What the task requires: Extract all lines in the data that contain the word "below".

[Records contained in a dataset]
==========

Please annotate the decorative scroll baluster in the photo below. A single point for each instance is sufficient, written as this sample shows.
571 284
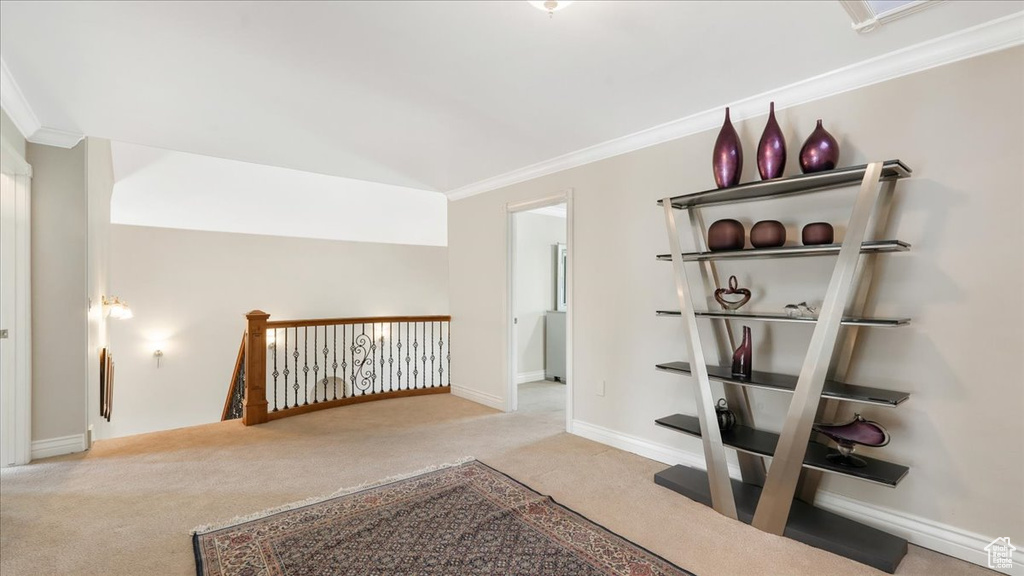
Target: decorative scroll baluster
273 347
295 357
286 372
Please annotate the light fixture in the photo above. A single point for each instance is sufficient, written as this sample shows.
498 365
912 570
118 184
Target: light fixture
550 6
116 307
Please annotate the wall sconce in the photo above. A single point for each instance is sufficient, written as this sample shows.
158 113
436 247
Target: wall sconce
116 307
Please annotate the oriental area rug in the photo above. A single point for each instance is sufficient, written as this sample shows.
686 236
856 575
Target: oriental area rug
465 519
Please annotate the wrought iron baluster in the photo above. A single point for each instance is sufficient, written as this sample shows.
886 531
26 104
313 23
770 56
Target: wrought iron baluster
295 357
273 347
416 351
315 366
286 373
399 356
440 353
305 365
424 359
326 352
344 363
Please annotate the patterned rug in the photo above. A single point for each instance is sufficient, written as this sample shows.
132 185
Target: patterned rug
462 520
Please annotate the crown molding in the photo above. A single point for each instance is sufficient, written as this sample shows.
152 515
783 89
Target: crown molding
982 39
17 109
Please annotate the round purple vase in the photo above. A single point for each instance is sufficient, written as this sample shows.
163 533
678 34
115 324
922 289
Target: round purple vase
820 152
727 161
771 149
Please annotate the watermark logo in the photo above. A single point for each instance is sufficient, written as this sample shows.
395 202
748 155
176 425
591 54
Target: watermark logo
1000 553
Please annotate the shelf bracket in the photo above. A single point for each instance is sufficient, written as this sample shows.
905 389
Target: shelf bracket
752 468
827 412
722 497
776 498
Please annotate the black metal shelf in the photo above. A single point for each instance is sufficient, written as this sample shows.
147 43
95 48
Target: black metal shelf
761 317
763 444
872 247
787 383
807 524
802 183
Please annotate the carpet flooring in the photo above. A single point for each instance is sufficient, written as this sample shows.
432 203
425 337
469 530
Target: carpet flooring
126 507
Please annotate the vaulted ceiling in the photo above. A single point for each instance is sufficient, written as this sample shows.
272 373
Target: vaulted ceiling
432 95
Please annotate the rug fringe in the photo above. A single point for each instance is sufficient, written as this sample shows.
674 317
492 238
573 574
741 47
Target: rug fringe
316 499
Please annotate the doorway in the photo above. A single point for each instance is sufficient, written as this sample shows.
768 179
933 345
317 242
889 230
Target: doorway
540 290
15 403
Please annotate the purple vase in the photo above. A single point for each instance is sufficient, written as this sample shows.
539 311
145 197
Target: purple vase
820 152
771 149
727 161
741 367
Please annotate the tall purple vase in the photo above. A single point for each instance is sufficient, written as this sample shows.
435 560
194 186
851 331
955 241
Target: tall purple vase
820 152
727 161
741 365
771 149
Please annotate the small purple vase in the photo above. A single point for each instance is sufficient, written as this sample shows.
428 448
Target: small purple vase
727 161
820 152
771 149
741 367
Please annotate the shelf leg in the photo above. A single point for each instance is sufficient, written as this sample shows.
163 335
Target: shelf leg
810 480
722 497
776 498
752 467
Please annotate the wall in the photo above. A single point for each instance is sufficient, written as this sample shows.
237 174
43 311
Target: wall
58 292
958 127
189 292
536 234
11 133
99 183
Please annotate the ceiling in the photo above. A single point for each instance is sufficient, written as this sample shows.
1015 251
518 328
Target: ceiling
158 188
431 95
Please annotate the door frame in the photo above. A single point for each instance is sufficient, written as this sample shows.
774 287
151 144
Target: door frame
511 389
17 410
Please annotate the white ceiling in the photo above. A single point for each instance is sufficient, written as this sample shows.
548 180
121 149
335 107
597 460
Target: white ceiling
157 188
431 95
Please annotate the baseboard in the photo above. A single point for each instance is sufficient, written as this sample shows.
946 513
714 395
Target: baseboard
943 538
488 400
57 446
523 377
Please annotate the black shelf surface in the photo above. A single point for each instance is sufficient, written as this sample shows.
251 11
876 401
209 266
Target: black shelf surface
785 382
807 524
802 183
872 247
763 317
763 444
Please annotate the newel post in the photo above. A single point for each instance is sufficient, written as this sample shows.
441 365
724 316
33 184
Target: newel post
254 404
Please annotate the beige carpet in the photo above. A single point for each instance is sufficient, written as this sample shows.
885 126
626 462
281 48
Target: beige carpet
126 506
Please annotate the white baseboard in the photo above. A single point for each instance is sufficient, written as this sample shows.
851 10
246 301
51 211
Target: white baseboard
57 446
523 377
488 400
943 538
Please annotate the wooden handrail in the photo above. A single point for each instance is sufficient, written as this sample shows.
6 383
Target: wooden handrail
368 320
235 378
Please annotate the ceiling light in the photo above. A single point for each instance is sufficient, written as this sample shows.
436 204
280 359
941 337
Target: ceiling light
550 6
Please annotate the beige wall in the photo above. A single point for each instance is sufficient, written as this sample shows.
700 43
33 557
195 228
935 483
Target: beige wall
58 290
536 236
189 291
10 133
960 127
99 180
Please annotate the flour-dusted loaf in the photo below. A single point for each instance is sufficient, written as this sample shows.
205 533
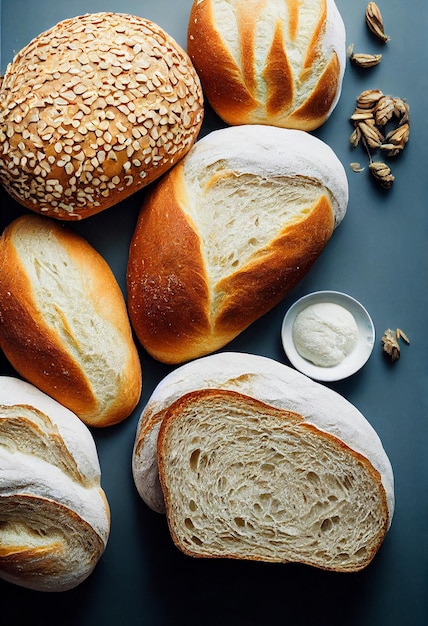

==========

Answer space:
Please annotate the decorative scroll baluster in the photo below. A single point for each instance is sufficient, written as this sample shows.
Please annotate the flour-dusted loaf in the photo below. A single point for each instance is sufficient, written as this sample shows.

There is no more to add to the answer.